Exercise goal:
The entire set of lines below should be copied exactly.

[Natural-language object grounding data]

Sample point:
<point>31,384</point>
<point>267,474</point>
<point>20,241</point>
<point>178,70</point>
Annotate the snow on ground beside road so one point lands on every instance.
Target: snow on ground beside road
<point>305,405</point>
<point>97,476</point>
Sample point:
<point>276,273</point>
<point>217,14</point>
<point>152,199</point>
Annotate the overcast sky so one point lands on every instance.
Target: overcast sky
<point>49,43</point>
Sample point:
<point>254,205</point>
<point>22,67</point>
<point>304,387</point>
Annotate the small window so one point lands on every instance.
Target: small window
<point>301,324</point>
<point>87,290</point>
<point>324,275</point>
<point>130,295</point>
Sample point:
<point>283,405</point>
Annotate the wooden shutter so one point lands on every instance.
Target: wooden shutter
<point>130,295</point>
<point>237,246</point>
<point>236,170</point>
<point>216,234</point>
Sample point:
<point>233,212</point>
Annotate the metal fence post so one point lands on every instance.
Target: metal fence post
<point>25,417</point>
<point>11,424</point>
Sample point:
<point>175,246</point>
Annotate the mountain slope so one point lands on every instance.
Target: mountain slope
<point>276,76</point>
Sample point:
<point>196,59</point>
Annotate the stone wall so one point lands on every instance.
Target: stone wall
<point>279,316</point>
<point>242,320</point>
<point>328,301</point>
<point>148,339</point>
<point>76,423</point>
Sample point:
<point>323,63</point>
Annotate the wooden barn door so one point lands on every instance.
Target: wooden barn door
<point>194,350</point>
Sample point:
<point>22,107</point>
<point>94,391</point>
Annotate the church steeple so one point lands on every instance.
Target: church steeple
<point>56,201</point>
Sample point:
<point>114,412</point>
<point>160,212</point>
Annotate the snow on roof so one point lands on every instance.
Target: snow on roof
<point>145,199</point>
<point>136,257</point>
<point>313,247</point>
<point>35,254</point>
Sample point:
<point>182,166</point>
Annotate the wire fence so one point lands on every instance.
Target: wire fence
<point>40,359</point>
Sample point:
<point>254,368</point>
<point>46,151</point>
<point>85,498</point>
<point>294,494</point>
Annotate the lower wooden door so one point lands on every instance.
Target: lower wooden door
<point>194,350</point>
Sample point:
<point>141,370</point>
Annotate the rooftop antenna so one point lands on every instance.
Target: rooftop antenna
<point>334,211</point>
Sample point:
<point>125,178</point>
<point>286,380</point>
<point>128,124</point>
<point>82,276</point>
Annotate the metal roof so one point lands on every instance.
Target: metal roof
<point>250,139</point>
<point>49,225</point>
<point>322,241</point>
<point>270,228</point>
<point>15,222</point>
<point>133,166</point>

Output for this exercise:
Sample point:
<point>31,384</point>
<point>267,474</point>
<point>20,241</point>
<point>178,70</point>
Annotate the snow on ground beside road so one point lands on every instance.
Target: snow on ground beside road
<point>305,405</point>
<point>97,476</point>
Sample point:
<point>276,273</point>
<point>217,14</point>
<point>152,199</point>
Annotate the overcast sky so one point lands on every instance.
Target: overcast sky
<point>49,43</point>
Sample point:
<point>254,205</point>
<point>22,67</point>
<point>304,387</point>
Annotate the small window so one point lands on every instance.
Target: small window
<point>301,324</point>
<point>87,290</point>
<point>324,275</point>
<point>130,295</point>
Sample point:
<point>283,405</point>
Annotate the wooden shutter so one point lands on every instance.
Target: wooden shutter
<point>130,295</point>
<point>237,246</point>
<point>236,170</point>
<point>216,234</point>
Sample point:
<point>233,212</point>
Annotate the metal fence post so one point lands on every instance.
Target: metal fence post
<point>25,417</point>
<point>11,424</point>
Sample point:
<point>175,246</point>
Annotate the mountain slope so one point lands on every instance.
Target: mountain slope
<point>276,76</point>
Sample point:
<point>196,59</point>
Annotate the stone wall so one point lands on every instance.
Target: stone wall
<point>279,316</point>
<point>242,320</point>
<point>328,301</point>
<point>148,339</point>
<point>76,423</point>
Sample point:
<point>323,63</point>
Annotate the wooden barn door so one point lands on every instance.
Target: wooden barn door
<point>194,350</point>
Sample point:
<point>22,107</point>
<point>94,391</point>
Annotate the church steeple so one point lands on every instance.
Target: church steeple
<point>56,201</point>
Sample point:
<point>114,412</point>
<point>160,212</point>
Annotate the snow on roof so one point lands on every instance.
Target: snow on roof
<point>145,199</point>
<point>136,257</point>
<point>313,247</point>
<point>35,254</point>
Sample point:
<point>182,166</point>
Annotate the wire fence so one point lands on every instance.
Target: wire fence
<point>40,359</point>
Sample point:
<point>254,368</point>
<point>46,151</point>
<point>85,498</point>
<point>294,494</point>
Annotate the lower wooden door so one point lands on every instance.
Target: lower wooden door
<point>194,350</point>
Sample point:
<point>141,370</point>
Annotate the rooftop antenna so one point lands on every instance.
Target: rooftop antenna
<point>334,211</point>
Sample point:
<point>125,178</point>
<point>286,380</point>
<point>128,124</point>
<point>82,276</point>
Annotate the metal roof so one point lands on every instance.
Target: metal roof
<point>250,139</point>
<point>49,225</point>
<point>322,241</point>
<point>270,228</point>
<point>15,222</point>
<point>133,166</point>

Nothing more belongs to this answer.